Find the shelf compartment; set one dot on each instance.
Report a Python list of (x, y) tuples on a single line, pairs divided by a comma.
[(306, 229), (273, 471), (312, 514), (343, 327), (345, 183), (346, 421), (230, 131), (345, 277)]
···
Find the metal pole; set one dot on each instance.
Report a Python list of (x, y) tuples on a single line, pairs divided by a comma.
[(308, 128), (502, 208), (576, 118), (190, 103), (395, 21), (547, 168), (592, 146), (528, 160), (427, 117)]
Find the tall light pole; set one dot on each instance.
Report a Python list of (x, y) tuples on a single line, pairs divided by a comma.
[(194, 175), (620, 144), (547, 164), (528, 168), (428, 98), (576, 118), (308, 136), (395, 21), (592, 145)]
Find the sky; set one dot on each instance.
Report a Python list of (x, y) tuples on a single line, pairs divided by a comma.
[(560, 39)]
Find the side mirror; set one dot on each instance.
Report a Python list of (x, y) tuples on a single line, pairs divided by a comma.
···
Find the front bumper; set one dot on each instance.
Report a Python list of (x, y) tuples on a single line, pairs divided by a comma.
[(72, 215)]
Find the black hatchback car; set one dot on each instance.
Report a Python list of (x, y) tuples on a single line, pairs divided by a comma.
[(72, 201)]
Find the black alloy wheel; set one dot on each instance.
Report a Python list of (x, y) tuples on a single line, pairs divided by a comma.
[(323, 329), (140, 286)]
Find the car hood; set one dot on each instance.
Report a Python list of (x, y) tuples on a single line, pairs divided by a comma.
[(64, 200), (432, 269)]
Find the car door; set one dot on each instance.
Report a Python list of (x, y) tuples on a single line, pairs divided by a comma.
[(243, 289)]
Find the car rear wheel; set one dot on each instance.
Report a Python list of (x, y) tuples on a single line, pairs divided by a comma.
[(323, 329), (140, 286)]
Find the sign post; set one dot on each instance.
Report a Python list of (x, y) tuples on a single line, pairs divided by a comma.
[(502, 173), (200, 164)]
···
> _STATED PROBLEM_
Add -135 to every coordinate in the answer lists of the part of the material that opens with the line containing "Find the black alloy" and closes with the line containing "[(64, 200), (432, 269)]". Write out that whole part again, requests included, with the adjusted coordinates.

> _REPLY TO THE TASK_
Find the black alloy wheel; set one dot on each instance.
Report a Python list of (x, y) tuples on a single line, pairs divided by a comma.
[(188, 194), (5, 151)]
Find the car hood; set one dot on each instance.
Report a Python list of (x, y) tuples on a single line, pairs divided by a comma.
[(-71, 65), (297, 134)]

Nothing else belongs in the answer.